**Written problem:** Reproduce each line of the listing below without any alteration.

Items from a data source
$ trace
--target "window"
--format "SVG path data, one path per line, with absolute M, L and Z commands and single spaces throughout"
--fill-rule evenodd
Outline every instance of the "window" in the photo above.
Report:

**Output for this task:**
$ trace
--target "window"
--format "SVG path data, one path per line, with absolute M, L and Z commands and single spaces throughout"
--fill-rule evenodd
Outline every instance of the "window" in the photo above.
Report:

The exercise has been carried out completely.